TRY IT: Between the line containing "Target: round opening in pet bed" and the line containing "Every instance of the baby" lies a run of lines; give that run again exactly, with both of those lines, and nothing else from the entries below.
┌─ SUPPLIED MATERIAL
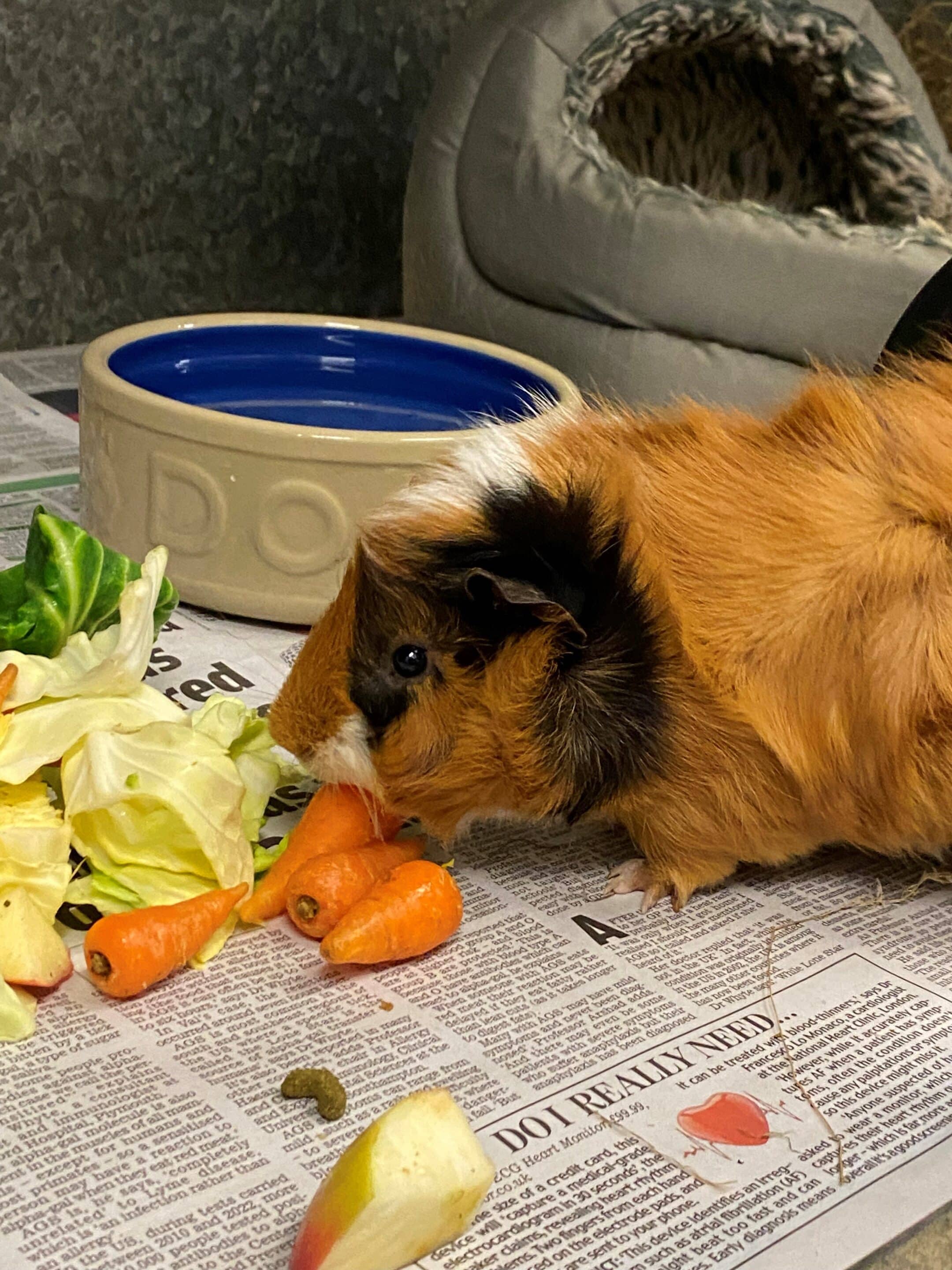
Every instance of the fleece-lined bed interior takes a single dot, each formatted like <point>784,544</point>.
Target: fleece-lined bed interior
<point>782,106</point>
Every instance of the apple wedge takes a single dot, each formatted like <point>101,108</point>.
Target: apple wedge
<point>31,952</point>
<point>410,1183</point>
<point>18,1011</point>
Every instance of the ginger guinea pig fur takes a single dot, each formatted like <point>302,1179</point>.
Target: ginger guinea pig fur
<point>733,638</point>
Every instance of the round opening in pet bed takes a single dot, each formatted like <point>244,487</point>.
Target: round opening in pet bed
<point>788,108</point>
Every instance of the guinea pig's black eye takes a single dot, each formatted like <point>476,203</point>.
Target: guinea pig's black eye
<point>410,661</point>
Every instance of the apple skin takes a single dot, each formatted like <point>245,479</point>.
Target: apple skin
<point>409,1184</point>
<point>32,954</point>
<point>347,1189</point>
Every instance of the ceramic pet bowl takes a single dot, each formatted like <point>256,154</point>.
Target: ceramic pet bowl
<point>252,444</point>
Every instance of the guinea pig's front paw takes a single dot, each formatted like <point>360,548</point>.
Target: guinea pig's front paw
<point>636,875</point>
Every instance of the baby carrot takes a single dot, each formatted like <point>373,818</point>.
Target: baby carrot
<point>327,887</point>
<point>127,953</point>
<point>338,818</point>
<point>417,908</point>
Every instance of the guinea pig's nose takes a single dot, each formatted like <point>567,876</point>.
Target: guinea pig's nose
<point>380,700</point>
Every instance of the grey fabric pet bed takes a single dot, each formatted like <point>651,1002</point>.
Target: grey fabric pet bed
<point>678,196</point>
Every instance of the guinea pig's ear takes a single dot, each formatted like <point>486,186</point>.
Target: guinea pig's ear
<point>489,590</point>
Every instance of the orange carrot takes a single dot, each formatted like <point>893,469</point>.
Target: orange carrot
<point>8,677</point>
<point>417,908</point>
<point>127,953</point>
<point>327,887</point>
<point>338,818</point>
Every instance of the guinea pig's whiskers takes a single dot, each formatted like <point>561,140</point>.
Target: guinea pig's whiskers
<point>346,757</point>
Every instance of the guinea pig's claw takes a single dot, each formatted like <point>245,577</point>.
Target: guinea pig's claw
<point>636,875</point>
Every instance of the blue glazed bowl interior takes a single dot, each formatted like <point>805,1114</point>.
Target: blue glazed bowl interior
<point>329,376</point>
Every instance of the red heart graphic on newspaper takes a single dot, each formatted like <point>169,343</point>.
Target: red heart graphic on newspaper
<point>733,1119</point>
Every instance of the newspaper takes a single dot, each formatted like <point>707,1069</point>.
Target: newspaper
<point>626,1072</point>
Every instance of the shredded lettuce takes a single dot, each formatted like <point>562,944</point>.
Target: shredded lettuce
<point>266,856</point>
<point>110,663</point>
<point>169,811</point>
<point>244,735</point>
<point>68,582</point>
<point>185,817</point>
<point>42,733</point>
<point>35,845</point>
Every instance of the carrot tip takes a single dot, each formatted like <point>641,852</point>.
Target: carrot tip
<point>306,908</point>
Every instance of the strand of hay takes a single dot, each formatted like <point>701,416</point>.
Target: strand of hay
<point>927,41</point>
<point>875,901</point>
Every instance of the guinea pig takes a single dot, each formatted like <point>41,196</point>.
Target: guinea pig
<point>730,637</point>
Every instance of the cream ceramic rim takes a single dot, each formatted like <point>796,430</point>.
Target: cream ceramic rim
<point>164,415</point>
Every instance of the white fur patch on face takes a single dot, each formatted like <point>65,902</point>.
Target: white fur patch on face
<point>492,458</point>
<point>346,757</point>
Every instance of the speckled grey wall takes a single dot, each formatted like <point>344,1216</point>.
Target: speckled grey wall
<point>181,155</point>
<point>164,157</point>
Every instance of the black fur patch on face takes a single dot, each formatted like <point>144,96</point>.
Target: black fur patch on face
<point>375,687</point>
<point>601,718</point>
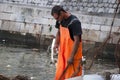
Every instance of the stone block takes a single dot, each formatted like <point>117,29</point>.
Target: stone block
<point>112,1</point>
<point>116,29</point>
<point>103,36</point>
<point>116,37</point>
<point>0,24</point>
<point>85,34</point>
<point>94,1</point>
<point>17,17</point>
<point>105,28</point>
<point>5,16</point>
<point>108,21</point>
<point>91,9</point>
<point>32,28</point>
<point>85,26</point>
<point>95,27</point>
<point>101,10</point>
<point>116,22</point>
<point>87,19</point>
<point>15,26</point>
<point>93,35</point>
<point>18,0</point>
<point>105,1</point>
<point>111,10</point>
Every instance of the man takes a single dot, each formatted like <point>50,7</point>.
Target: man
<point>68,40</point>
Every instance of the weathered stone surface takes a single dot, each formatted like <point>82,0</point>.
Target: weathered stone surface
<point>95,27</point>
<point>0,24</point>
<point>93,35</point>
<point>111,10</point>
<point>103,36</point>
<point>98,20</point>
<point>85,34</point>
<point>116,29</point>
<point>117,22</point>
<point>87,19</point>
<point>5,16</point>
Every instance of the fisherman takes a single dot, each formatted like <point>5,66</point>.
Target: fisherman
<point>68,42</point>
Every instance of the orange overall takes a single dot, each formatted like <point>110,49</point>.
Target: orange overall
<point>66,45</point>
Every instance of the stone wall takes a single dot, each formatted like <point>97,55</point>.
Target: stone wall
<point>33,16</point>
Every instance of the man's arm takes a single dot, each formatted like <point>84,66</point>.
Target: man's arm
<point>57,40</point>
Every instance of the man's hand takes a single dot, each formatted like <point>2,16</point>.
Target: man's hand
<point>119,1</point>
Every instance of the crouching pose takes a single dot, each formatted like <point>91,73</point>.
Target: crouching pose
<point>68,40</point>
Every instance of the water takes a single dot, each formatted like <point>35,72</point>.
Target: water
<point>36,64</point>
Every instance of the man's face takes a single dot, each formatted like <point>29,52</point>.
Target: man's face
<point>58,17</point>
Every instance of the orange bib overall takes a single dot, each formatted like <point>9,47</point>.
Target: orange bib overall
<point>66,45</point>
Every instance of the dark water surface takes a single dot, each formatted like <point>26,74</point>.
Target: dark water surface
<point>36,64</point>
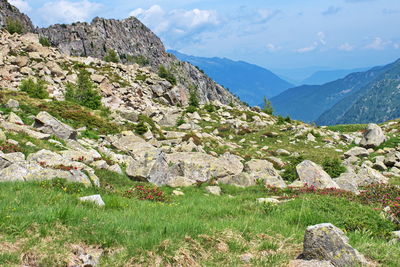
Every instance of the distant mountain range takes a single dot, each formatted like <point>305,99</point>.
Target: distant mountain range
<point>361,97</point>
<point>314,75</point>
<point>249,82</point>
<point>325,76</point>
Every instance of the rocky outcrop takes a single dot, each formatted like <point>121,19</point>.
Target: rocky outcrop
<point>10,12</point>
<point>313,175</point>
<point>130,38</point>
<point>46,123</point>
<point>328,243</point>
<point>373,136</point>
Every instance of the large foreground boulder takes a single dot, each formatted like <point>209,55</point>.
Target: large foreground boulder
<point>50,125</point>
<point>373,136</point>
<point>313,175</point>
<point>326,242</point>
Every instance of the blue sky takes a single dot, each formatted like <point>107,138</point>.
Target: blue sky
<point>271,33</point>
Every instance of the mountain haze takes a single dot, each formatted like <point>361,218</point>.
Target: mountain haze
<point>308,102</point>
<point>377,101</point>
<point>325,76</point>
<point>249,82</point>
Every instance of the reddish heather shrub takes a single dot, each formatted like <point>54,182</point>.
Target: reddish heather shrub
<point>151,193</point>
<point>9,148</point>
<point>380,195</point>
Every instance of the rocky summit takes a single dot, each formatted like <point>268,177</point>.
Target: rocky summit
<point>114,164</point>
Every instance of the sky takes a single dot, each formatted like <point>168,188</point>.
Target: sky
<point>276,34</point>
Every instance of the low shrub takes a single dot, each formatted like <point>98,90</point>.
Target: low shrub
<point>141,128</point>
<point>334,167</point>
<point>180,121</point>
<point>191,109</point>
<point>209,107</point>
<point>9,148</point>
<point>63,185</point>
<point>84,92</point>
<point>196,140</point>
<point>290,174</point>
<point>147,192</point>
<point>34,89</point>
<point>111,56</point>
<point>140,60</point>
<point>282,120</point>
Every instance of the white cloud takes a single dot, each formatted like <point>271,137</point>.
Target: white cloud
<point>22,5</point>
<point>273,48</point>
<point>177,21</point>
<point>67,11</point>
<point>346,47</point>
<point>377,44</point>
<point>316,44</point>
<point>321,38</point>
<point>308,48</point>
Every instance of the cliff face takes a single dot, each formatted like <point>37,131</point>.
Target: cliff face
<point>131,38</point>
<point>8,11</point>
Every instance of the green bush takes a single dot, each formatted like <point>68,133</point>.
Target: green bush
<point>84,92</point>
<point>164,73</point>
<point>283,120</point>
<point>209,107</point>
<point>141,128</point>
<point>290,173</point>
<point>333,167</point>
<point>14,26</point>
<point>267,108</point>
<point>34,89</point>
<point>180,121</point>
<point>44,41</point>
<point>191,109</point>
<point>111,56</point>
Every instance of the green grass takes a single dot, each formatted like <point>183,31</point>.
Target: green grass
<point>130,228</point>
<point>347,128</point>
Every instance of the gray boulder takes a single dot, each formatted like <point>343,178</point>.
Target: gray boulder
<point>356,152</point>
<point>327,242</point>
<point>348,181</point>
<point>313,175</point>
<point>213,190</point>
<point>96,199</point>
<point>373,136</point>
<point>3,137</point>
<point>12,103</point>
<point>367,176</point>
<point>50,125</point>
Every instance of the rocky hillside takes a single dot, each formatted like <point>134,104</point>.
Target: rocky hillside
<point>309,102</point>
<point>249,82</point>
<point>378,101</point>
<point>137,181</point>
<point>134,43</point>
<point>10,14</point>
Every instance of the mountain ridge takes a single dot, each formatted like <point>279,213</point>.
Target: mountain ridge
<point>308,102</point>
<point>250,82</point>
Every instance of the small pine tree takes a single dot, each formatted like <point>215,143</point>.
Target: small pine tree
<point>267,106</point>
<point>14,26</point>
<point>84,92</point>
<point>193,99</point>
<point>164,73</point>
<point>111,56</point>
<point>44,41</point>
<point>34,89</point>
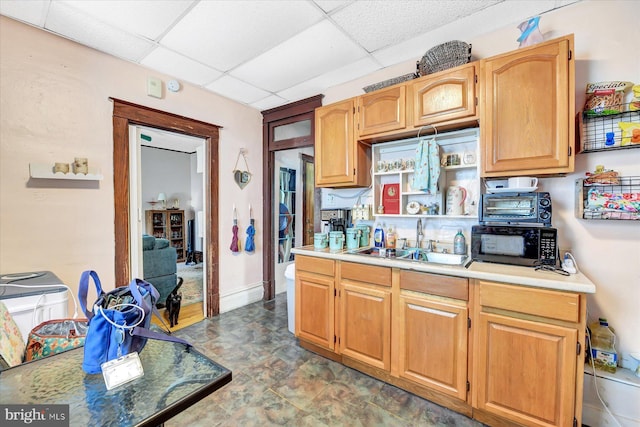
└─
EXERCISE RESULT:
Target: round opening in pet bed
<point>788,108</point>
Every instance of the guinea pig's black eye takes a single dot, each formatted like <point>476,203</point>.
Target: guinea pig's black eye
<point>410,661</point>
Every instance of the apple skin takes a single dot, each formatted like <point>245,479</point>.
Target: apple skin
<point>409,1184</point>
<point>32,954</point>
<point>347,1189</point>
Every instance of the ceramic pet bowl takes a single dot, each formatted like <point>256,154</point>.
Target: ceramic pet bowl
<point>252,444</point>
Every instance of the guinea pig's front paw takes a single dot, each formatted like <point>360,548</point>.
Target: guinea pig's front paw
<point>636,875</point>
Every instance of the baby carrot takes a single dot, each formatted like <point>373,818</point>.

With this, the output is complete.